### Instructions for the task
Repeat the records below in their entirety, exactly.

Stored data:
================================
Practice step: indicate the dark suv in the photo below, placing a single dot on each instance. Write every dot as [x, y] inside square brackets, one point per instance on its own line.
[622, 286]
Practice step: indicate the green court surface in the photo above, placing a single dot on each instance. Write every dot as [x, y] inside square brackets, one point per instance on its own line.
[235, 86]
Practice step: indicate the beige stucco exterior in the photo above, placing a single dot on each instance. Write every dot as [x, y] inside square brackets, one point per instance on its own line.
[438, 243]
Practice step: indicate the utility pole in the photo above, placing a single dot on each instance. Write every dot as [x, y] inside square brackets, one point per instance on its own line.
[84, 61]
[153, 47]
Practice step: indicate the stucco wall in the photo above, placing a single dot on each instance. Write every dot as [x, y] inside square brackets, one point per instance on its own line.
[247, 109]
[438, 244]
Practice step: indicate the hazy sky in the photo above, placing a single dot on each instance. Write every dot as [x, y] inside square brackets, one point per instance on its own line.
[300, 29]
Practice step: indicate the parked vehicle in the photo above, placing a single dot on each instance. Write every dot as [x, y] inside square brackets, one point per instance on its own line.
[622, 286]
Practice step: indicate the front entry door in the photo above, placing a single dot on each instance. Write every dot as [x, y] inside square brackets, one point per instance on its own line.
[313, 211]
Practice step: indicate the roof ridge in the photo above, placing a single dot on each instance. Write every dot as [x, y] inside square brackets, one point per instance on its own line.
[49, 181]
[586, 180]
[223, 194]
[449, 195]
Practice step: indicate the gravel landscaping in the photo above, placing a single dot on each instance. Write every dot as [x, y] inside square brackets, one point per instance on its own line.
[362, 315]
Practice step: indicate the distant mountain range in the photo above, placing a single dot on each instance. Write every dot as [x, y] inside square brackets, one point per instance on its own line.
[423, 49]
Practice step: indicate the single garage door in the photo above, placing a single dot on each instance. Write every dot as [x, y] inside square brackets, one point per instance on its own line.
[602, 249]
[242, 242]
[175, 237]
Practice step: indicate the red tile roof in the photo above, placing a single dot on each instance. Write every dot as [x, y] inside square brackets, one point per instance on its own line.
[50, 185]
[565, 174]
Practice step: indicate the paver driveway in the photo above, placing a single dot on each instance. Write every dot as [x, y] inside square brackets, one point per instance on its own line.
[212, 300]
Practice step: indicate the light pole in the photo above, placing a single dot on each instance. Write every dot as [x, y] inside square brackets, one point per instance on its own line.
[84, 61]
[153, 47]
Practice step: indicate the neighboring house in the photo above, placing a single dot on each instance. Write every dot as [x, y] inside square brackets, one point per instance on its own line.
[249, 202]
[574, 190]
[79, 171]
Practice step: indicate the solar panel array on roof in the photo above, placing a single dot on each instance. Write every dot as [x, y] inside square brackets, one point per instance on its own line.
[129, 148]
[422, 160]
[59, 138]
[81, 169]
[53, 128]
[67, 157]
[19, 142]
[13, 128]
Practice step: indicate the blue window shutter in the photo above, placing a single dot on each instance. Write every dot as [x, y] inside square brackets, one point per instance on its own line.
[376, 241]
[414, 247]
================================
### Exercise response
Practice step: indicate the dark suv in the photo below, placing a single dot on each instance. Write every dot as [x, y] inside square brackets, one point per instance on its own line.
[622, 286]
Practice step: indicate the green court surface in the photo above, placing a single dot on each instance. Write every dot as [x, y] inside square brackets, one point per instance on its own line.
[235, 86]
Practice step: indicate the beige stucco exterior in the photo above, placing a single dot on each instance. Write every dot as [x, y] inside square brackets, one point per instance on its own line.
[438, 243]
Practice step: indicate the utility pole in the photo above, placing a single dot on each instance. Write every dot as [x, y] inside square brackets, one point per instance on its own line.
[84, 61]
[153, 47]
Practice step: indicate the stucco wall in the photo above, placing a single dot on each instance. Write every dot as [x, y] inside square brackets, one point per instance on its own line.
[247, 109]
[438, 244]
Practice step: indicate the hazy sky in the photo above, placing a single dot on each instance. Write every dot as [x, y] inside square brackets, one point per instance on its own line.
[300, 29]
Practice step: indicate the parked vehicle in the photo above, placing a single dot on each instance. Write every dot as [x, y] inside square brackets, one point per instance on its own line.
[622, 286]
Practice step: indicate the front entry door in the photo above, placing a single dot on each instance. Write every dot as [x, y] inside square brackets, one point per instance on its own line.
[313, 211]
Practice step: indicate the roof ridge in the photo above, placing a single dot on each instance. Write every dot as [x, y] inside square brackets, one point per instance on its own line.
[49, 181]
[586, 180]
[223, 194]
[449, 195]
Practice step: indicate the gravel landscaping in the photo above, placing a single dot on each instance. Write every dot as [x, y] inside square brackets, one point per instance on its own line.
[362, 315]
Practice step: indicate the distant mountain range in the photo above, placing a single dot on each instance. Write every dot as [x, y] inside square brackets, one point per instance on its own line.
[423, 49]
Practice step: indicate the single garage door in the photo above, placing a single dot on each instance. Write every dot as [x, y] inside square brackets, one point per instance on its own line.
[602, 249]
[242, 242]
[175, 237]
Practice step: indicate the red tile roof in the photo above, placing a single dot on each instance. Write every dot as [x, y] inside square brackets, one point per instance on its own line.
[50, 185]
[565, 174]
Practice step: indicate the paver driveway in the photo above, placing a single dot on each instance. Write every dot as [x, y] inside square brackets, one point per instance on its own line.
[212, 300]
Practice step: indicate the light pole in the photo above, placing a single dot on each instance. Write every dot as [x, y] inside square brackets, one point per instance on its own line.
[84, 61]
[153, 47]
Practice step: indicate the neighboring house in the photo above, placing a single dot on each instance. Write every dot as [x, y] inside square brackets, one point per instance on its own line.
[249, 202]
[574, 190]
[79, 171]
Practice step: indicate the solar panel array on roof in the photo above, placing a single dot on each instance. Write every dot as [x, y] inside square brackets, one point per instance on its own line.
[129, 148]
[422, 160]
[59, 138]
[81, 169]
[53, 128]
[67, 157]
[19, 142]
[13, 128]
Practice step: indicate the blue window shutter in the photo above, placing a single dot on each instance. Write every dot as [x, y] inside square brackets, one point per instance on its own line.
[376, 241]
[414, 247]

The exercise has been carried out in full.